#### [Tasks]
1. Rewrite the kindergarten webinar text starting with "[ONLINE] - Strengthening" and going on through "for Grade-Level Reading.", changing "Co-sponsored" to "Jointly hosted".
2. Pull out every line of the rows that contains the word "wheel".

#### [Text to read]
- - - -

[ONLINE] - Strengthening Kindergarten to Improve Children's PreK-3rd Grade Experiences
Event
Co-sponsored by New America and the Campaign for Grade-Level Reading.
“The vast majority of people in our school communities want to create equity-oriented educational systems. When we put the pieces together, we create the conditions to act. This joyful, developmentally appropriate, aligned equity focus, early learning and elementary continuum. The results are incredibly hopeful.”
Anya Hurwitz, Ed.D., of Sobrato Early Academic Language, offered this insight during last week’s GLR and New America webinar, Strengthening Kindergarten to Improve Children’s PreK-3rd Grade Experiences. She shared her dream that “When we truly ground [our efforts] in assets, in seeing children for all of their potential across their multiple languages, cultures, and worlds and seeing teachers for all their potential,” we create a stronger kindergarten and a stronger PreK through third grade experience.

- - - -

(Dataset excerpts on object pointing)
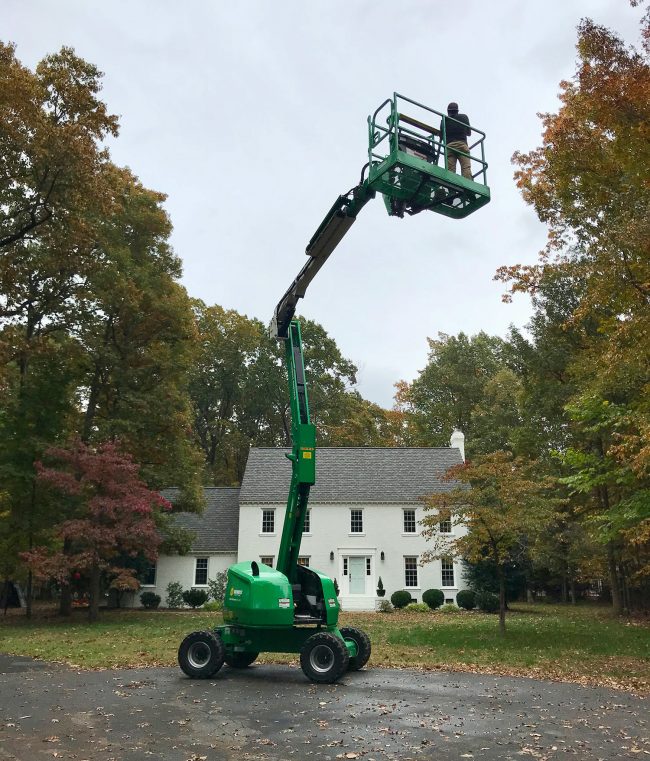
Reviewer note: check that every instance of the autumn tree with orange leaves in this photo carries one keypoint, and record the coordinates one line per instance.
(589, 182)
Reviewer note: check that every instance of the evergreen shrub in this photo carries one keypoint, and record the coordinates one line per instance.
(433, 598)
(150, 600)
(401, 598)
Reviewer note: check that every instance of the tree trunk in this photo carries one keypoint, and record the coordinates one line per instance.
(93, 607)
(28, 596)
(572, 590)
(614, 583)
(65, 603)
(502, 605)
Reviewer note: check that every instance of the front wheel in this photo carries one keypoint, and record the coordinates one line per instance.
(201, 655)
(324, 658)
(240, 660)
(362, 641)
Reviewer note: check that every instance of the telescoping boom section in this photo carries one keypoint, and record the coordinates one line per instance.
(291, 608)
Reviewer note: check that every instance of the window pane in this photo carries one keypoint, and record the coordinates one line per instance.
(268, 521)
(409, 521)
(447, 572)
(201, 572)
(411, 572)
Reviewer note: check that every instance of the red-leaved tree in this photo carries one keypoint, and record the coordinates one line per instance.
(109, 514)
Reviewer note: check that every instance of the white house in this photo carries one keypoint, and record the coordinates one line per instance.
(363, 522)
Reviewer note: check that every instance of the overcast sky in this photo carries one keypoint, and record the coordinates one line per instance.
(251, 117)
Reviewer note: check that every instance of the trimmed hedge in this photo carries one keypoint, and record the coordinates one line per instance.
(466, 599)
(487, 602)
(150, 600)
(433, 598)
(195, 597)
(401, 598)
(416, 607)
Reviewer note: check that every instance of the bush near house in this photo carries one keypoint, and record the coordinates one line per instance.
(150, 600)
(401, 598)
(466, 599)
(487, 602)
(195, 597)
(433, 598)
(417, 607)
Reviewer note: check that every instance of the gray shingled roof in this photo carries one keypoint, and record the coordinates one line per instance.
(217, 527)
(352, 475)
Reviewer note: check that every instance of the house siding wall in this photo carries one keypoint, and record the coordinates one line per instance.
(330, 532)
(180, 568)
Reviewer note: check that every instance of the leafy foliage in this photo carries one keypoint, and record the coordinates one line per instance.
(466, 599)
(150, 600)
(400, 599)
(434, 598)
(195, 597)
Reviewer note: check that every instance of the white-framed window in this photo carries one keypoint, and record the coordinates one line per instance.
(149, 576)
(356, 521)
(201, 572)
(445, 527)
(409, 521)
(447, 572)
(268, 521)
(411, 571)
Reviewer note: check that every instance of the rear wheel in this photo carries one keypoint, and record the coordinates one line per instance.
(324, 658)
(362, 641)
(240, 660)
(201, 655)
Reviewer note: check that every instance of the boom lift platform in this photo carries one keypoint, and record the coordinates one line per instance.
(294, 609)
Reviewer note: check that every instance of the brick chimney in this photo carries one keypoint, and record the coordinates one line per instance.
(458, 441)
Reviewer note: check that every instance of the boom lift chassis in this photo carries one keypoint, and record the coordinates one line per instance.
(291, 608)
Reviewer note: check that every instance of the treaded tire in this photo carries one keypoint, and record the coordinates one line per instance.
(201, 655)
(324, 658)
(362, 641)
(240, 660)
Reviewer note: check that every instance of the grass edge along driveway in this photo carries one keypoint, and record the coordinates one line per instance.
(581, 644)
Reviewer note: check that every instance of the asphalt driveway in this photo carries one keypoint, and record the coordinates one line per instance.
(273, 712)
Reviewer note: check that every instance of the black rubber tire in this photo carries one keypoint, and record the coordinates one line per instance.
(362, 641)
(201, 655)
(324, 658)
(240, 660)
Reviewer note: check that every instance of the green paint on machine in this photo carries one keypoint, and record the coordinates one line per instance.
(292, 608)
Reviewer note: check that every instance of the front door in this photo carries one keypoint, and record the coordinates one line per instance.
(357, 571)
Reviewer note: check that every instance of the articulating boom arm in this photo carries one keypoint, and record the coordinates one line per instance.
(337, 222)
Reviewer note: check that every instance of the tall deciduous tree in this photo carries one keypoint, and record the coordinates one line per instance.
(501, 503)
(112, 513)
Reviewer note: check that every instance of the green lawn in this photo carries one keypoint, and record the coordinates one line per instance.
(581, 644)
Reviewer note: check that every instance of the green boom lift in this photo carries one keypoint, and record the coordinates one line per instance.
(291, 608)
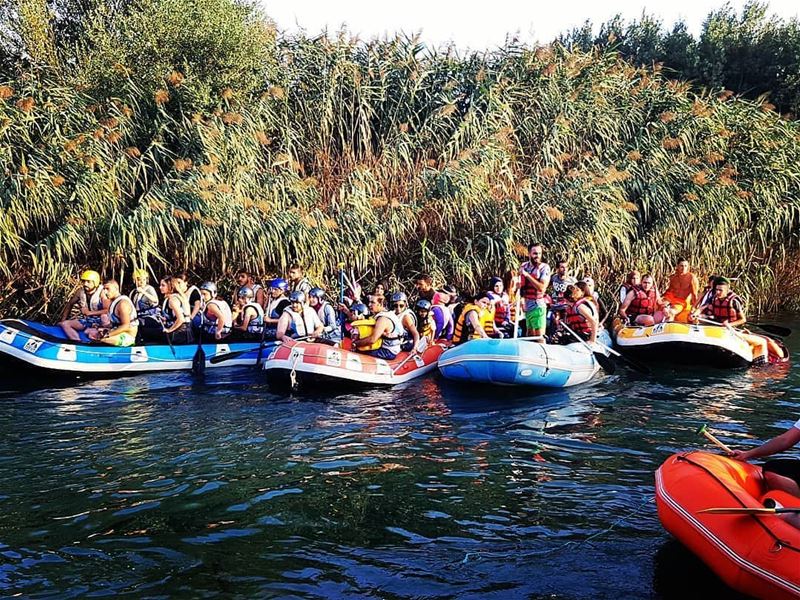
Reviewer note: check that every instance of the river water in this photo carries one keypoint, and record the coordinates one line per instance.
(160, 486)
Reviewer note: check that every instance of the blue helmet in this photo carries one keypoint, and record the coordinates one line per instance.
(279, 284)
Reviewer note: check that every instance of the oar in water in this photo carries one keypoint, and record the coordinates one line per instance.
(703, 430)
(604, 361)
(744, 510)
(199, 358)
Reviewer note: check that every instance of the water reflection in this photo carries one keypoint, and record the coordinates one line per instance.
(164, 485)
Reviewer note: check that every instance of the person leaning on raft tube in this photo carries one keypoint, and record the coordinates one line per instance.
(388, 330)
(300, 320)
(90, 297)
(582, 314)
(175, 311)
(122, 319)
(643, 305)
(217, 318)
(476, 320)
(535, 276)
(682, 292)
(326, 314)
(779, 474)
(727, 309)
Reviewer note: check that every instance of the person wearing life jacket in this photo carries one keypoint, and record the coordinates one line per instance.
(426, 327)
(682, 292)
(326, 314)
(245, 279)
(144, 296)
(175, 311)
(388, 330)
(410, 335)
(424, 285)
(299, 320)
(727, 309)
(582, 314)
(442, 317)
(535, 276)
(476, 320)
(779, 474)
(93, 306)
(501, 305)
(122, 319)
(632, 280)
(298, 282)
(217, 318)
(643, 305)
(249, 322)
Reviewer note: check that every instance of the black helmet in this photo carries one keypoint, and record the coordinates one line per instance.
(210, 287)
(423, 304)
(399, 297)
(359, 308)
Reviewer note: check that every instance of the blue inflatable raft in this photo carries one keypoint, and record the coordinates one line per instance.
(521, 362)
(28, 345)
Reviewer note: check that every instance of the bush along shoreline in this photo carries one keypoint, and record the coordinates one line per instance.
(261, 150)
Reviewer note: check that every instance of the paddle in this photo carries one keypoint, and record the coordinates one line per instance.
(750, 511)
(422, 344)
(199, 358)
(605, 362)
(703, 430)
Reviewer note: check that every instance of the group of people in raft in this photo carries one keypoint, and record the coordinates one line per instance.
(556, 307)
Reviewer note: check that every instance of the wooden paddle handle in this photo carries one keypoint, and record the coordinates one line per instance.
(710, 437)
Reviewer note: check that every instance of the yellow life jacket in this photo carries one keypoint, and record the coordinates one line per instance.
(464, 330)
(364, 328)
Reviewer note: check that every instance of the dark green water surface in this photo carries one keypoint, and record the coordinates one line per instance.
(158, 486)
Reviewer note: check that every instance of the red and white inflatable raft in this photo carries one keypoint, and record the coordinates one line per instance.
(300, 363)
(756, 554)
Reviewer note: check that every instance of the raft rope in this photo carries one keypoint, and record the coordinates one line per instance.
(571, 544)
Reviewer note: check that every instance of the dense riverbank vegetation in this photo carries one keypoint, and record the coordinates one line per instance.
(188, 134)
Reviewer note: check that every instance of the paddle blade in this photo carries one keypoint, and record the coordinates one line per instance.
(749, 511)
(199, 362)
(776, 329)
(605, 363)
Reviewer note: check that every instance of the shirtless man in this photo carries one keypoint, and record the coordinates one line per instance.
(682, 292)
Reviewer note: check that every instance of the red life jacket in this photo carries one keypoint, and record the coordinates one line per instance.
(643, 303)
(575, 320)
(529, 292)
(726, 309)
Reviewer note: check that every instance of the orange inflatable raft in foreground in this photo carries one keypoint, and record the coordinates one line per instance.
(304, 362)
(758, 555)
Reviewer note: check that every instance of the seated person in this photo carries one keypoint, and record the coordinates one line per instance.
(388, 330)
(779, 474)
(122, 320)
(299, 320)
(326, 314)
(643, 305)
(426, 326)
(408, 320)
(582, 314)
(682, 292)
(727, 309)
(217, 319)
(175, 324)
(249, 321)
(93, 306)
(476, 320)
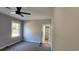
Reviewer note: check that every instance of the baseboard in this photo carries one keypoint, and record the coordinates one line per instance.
(8, 45)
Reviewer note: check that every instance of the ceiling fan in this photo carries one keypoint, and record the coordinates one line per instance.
(18, 11)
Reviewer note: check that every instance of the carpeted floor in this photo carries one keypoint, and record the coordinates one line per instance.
(28, 46)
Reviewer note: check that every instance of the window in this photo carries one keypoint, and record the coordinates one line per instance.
(15, 29)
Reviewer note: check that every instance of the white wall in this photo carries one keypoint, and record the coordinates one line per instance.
(33, 30)
(5, 31)
(66, 28)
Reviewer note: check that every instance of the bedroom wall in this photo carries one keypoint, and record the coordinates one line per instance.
(5, 31)
(33, 30)
(66, 28)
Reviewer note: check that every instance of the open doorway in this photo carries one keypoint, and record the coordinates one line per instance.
(46, 33)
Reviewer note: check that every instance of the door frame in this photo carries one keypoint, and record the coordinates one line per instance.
(43, 33)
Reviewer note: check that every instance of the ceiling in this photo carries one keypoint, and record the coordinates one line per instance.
(37, 13)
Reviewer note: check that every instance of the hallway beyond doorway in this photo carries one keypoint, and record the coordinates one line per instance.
(28, 46)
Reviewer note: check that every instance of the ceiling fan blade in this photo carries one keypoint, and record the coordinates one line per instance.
(21, 15)
(25, 13)
(8, 7)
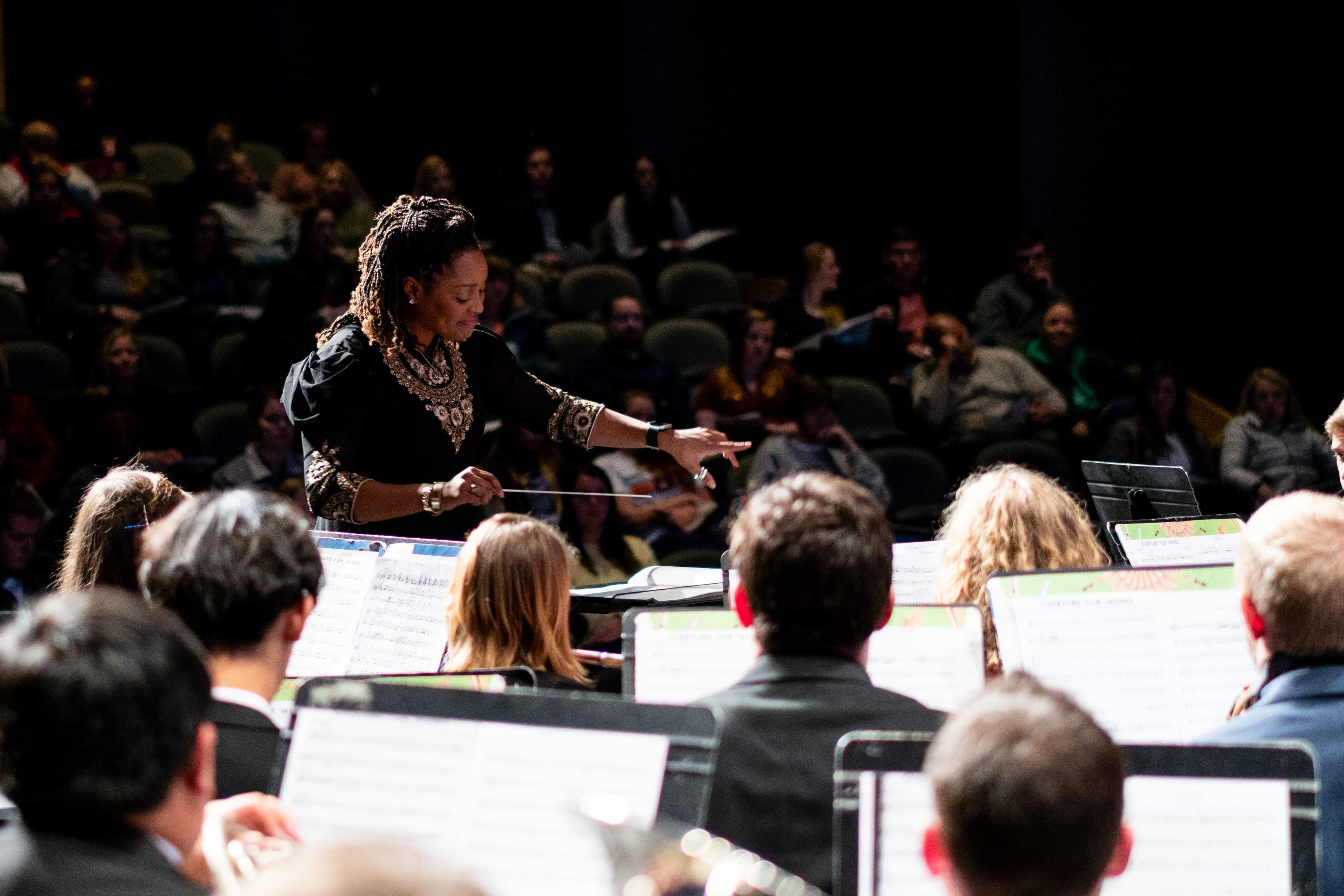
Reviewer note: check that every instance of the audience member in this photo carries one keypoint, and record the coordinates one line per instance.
(820, 444)
(975, 395)
(1030, 795)
(1010, 519)
(675, 514)
(38, 143)
(621, 363)
(1289, 574)
(296, 183)
(1271, 448)
(27, 445)
(537, 226)
(605, 553)
(242, 572)
(749, 397)
(115, 514)
(271, 457)
(510, 602)
(108, 751)
(21, 516)
(815, 558)
(260, 230)
(1009, 310)
(1162, 433)
(341, 193)
(647, 218)
(433, 178)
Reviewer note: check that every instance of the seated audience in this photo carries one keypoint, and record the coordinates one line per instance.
(1010, 519)
(271, 457)
(296, 183)
(510, 602)
(815, 558)
(39, 140)
(109, 754)
(342, 194)
(677, 511)
(908, 291)
(115, 514)
(595, 530)
(749, 397)
(974, 395)
(1030, 795)
(820, 444)
(242, 572)
(621, 363)
(1271, 448)
(260, 230)
(30, 452)
(1289, 574)
(22, 514)
(1162, 433)
(647, 218)
(435, 179)
(1009, 310)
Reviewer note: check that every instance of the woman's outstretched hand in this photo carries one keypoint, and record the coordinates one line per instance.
(691, 446)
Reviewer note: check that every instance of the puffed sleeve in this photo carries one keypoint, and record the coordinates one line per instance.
(327, 395)
(521, 398)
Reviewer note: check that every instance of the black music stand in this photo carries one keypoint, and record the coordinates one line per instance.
(1292, 761)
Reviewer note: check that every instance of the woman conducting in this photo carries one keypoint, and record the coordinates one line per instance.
(393, 403)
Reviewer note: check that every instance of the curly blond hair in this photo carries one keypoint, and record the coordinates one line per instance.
(1010, 519)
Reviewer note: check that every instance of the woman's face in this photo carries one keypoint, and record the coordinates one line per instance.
(756, 346)
(1269, 402)
(275, 432)
(590, 511)
(123, 359)
(451, 304)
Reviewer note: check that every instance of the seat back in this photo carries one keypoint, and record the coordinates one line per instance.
(585, 291)
(695, 347)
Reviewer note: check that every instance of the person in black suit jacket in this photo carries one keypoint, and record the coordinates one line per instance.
(242, 573)
(815, 558)
(108, 753)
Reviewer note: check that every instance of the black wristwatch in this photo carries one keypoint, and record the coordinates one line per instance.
(651, 436)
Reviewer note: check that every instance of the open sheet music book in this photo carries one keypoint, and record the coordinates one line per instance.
(375, 616)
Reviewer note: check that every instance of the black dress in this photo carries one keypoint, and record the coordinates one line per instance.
(411, 418)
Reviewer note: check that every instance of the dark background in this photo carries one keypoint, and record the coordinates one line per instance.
(1179, 162)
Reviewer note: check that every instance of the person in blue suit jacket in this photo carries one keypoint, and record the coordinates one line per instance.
(1291, 575)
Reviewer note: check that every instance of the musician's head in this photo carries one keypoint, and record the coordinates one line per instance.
(1291, 575)
(1030, 795)
(421, 273)
(510, 600)
(103, 718)
(815, 558)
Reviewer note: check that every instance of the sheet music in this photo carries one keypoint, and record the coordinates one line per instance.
(494, 798)
(1152, 667)
(1193, 836)
(915, 566)
(404, 626)
(329, 636)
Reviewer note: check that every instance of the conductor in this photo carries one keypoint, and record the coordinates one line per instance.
(393, 403)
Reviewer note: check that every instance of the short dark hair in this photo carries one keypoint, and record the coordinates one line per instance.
(815, 558)
(101, 696)
(1030, 792)
(232, 563)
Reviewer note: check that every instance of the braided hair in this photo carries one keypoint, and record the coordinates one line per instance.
(414, 237)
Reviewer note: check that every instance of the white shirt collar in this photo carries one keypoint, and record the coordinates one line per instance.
(241, 698)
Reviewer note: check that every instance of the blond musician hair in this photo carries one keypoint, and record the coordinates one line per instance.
(1010, 519)
(510, 600)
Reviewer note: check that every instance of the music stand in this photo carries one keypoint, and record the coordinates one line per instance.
(904, 751)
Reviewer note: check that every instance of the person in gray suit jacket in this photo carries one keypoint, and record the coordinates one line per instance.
(815, 558)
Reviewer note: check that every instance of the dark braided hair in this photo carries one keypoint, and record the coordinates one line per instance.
(414, 237)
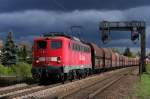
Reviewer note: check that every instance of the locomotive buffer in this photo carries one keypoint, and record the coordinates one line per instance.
(136, 27)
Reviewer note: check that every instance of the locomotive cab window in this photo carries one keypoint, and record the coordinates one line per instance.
(56, 44)
(41, 44)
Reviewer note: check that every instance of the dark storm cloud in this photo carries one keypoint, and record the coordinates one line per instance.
(69, 5)
(30, 23)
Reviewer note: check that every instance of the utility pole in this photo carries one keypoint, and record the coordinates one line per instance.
(135, 27)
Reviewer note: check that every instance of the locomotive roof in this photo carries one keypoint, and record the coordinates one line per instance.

- - - -

#### [Expected responses]
1.
[ONLINE] - Strengthening Kindergarten to Improve Children's PreK-3rd Grade Experiences
Event
Jointly hosted by New America and the Campaign for Grade-Level Reading.

2.
Reviewer note: check that every instance of the front wheel in this photo carries one keypoint, and record the coordinates one line per instance.
Reviewer note: check that every instance of the rear wheel in this photo carries one keypoint, and record the coordinates one line per instance.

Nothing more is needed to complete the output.